INPUT RECORDS:

<<<<

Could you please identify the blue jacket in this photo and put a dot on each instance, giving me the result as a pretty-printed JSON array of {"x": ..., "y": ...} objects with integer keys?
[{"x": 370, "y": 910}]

>>>>
<<<<

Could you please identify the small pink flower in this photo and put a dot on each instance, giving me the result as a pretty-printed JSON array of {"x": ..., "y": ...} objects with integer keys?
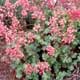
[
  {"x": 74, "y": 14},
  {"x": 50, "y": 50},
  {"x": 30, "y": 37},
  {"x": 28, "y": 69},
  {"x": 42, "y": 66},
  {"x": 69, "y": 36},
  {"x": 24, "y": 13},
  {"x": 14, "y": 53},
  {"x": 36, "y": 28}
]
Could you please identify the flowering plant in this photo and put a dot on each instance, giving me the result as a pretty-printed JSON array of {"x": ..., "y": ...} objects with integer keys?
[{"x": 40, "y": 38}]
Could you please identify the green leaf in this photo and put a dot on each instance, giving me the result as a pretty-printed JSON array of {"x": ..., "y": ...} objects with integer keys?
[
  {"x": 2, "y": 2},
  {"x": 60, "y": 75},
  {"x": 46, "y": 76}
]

>>>>
<<<<

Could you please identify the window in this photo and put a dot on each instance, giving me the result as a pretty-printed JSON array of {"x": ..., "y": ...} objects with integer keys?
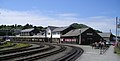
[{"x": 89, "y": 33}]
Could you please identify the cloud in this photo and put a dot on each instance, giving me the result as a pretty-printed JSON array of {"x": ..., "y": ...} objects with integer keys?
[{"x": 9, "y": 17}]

>>>>

WHAT TO PRODUCE: Which lines of the data above contain the word "Could"? Gather every one of them, treating uppercase and lowercase as different.

RESULT BELOW:
Could you please identify the blue jacket in this photo and put a dot on each instance, giving me the result as a pretty-printed JSON array of {"x": ..., "y": ...} objects with integer keys?
Could you please identify the small pink flower in this photo and put a dot on each instance, giving me the result as a pretty-printed JSON array of {"x": ..., "y": ...} objects with integer keys?
Could you please identify the flowering plant in this photo and put a dot on each instance, giving me the result as a pretty-printed JSON array of {"x": ..., "y": ...} objects with integer keys?
Could you please identify the green leaf in this photo and put a dot on each instance, giving me the result as a pretty-printed JSON array of {"x": ..., "y": ...} objects with integer keys?
Could you please identify the window in this photo and put a dot on each instance, giving me the result as a pretty-printed JSON array of {"x": ..., "y": ...} objects with integer keys?
Could you please identify the cloud in this photo and put a dot on each instance, giving me the result as a pretty-printed JSON array of {"x": ..., "y": ...} objects with integer keys?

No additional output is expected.